==== Page text
Generally, I think, this sort of totalizing integration of disparate parts is held up as the triumph of a text, and I understand how that could be appealing to a potential player. The problem with this game, as I see it, is that this totalizing is done in the service of a specific, and ultimately uninteresting, mode of valorization; it is less an integration of disparate things into a compelling system, and more a collapse into equivalencies, in an allegorical and metaphorical register, toward the didactic reveal, resulting in a monovalent text with a symptomatically underdeveloped analysis of its components, specifically institutional power, meaning, in the end, it is more involved in closing off possibilities than opening them up.
========
* _What to work on_:
a. Answer these from the game critique:
(i) What does the writer say totalizing integration of disparate parts is generally held up as?
(ii) Which component does the writer name as having a symptomatically underdeveloped analysis?
(iii) According to the critique, is the game more involved in closing off possibilities or in opening them up?
b. Carry on the game critique, starting after its last sentence.
==== Information provided
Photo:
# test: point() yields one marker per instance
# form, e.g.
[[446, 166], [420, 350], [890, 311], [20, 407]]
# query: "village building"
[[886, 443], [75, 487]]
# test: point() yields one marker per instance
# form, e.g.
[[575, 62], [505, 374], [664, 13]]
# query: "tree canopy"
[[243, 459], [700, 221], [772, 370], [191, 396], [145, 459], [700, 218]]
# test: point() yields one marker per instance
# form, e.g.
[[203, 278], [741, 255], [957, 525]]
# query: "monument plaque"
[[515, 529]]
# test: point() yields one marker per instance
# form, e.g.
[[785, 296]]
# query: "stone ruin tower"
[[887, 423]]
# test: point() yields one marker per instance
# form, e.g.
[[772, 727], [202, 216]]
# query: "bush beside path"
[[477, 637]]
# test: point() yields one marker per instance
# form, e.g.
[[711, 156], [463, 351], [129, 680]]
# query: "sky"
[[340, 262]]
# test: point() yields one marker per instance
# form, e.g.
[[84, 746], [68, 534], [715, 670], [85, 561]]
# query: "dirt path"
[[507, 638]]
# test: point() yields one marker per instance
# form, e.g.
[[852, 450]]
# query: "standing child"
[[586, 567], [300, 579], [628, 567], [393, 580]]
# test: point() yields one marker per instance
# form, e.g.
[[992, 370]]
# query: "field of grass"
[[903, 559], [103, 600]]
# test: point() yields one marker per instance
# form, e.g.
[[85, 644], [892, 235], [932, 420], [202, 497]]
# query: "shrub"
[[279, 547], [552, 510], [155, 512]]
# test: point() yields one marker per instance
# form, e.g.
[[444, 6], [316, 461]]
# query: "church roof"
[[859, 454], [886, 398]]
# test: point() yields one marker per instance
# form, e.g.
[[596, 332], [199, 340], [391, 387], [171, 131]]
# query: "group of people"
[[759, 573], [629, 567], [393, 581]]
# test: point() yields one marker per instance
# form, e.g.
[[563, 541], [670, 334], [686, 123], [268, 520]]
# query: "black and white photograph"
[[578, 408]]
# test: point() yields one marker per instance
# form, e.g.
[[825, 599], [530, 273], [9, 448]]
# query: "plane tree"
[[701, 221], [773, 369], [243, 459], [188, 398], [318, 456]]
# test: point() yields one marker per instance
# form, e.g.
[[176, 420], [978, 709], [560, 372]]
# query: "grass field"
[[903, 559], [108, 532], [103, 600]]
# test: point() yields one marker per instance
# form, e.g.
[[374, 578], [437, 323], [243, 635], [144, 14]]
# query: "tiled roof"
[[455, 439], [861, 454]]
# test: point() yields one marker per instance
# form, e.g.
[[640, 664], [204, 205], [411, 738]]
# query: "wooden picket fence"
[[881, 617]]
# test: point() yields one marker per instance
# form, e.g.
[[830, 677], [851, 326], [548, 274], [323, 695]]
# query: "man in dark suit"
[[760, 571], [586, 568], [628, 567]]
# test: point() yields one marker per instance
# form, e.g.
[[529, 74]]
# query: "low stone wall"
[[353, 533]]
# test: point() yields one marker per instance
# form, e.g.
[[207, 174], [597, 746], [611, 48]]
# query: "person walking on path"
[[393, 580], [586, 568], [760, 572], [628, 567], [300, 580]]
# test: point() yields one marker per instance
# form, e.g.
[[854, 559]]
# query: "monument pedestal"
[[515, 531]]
========
* _Response list_:
a.
(i) The triumph of a text.
(ii) Institutional power.
(iii) Closing off possibilities.

b.
This is where a certain reading of Lovecraft's employment of “madness” actually makes the misappropriation of his aesthetics into an harmonic, rather than dissonant engagement; I claimed here (comment #5) that the consistent use of “madness” in Lovecraft actually undermines his apparently amoral universe by reintegrating it into an implicitly moralistic framework. Rather than being a simple expression of the absolute indifference of the universe, madness is a moral category which is diagnosed by power that Lovecraft fails to engage with; this is symptomatic of his complicity with the economic power which informs his racism. That the biographical Lovecraft was not privileged with the material benefits such complicity promises is beside the point; his enactment of them is tied inextricably to material structures whose indifference to the individual is much more profound than the universe's indifference, at least in terms of lived existence, and it is only by reading his stories through this lens that they offer anything of interest. This is Lovecraft against himself, of course, but the way that his stories avoid the reproduction of a conspiracist analysis of power makes this reading much more compelling; there might be cults and cabals and hidden knowledge in Lovecraft, but it is not the product of machinations. It is the conflation of accidents and fears and ambitions and stuff, in a purely materialist sense; Sanitarium, no matter how totalizing it is as a text, appropriates the results without understanding the importance of the method, and ends up being very slight because of it.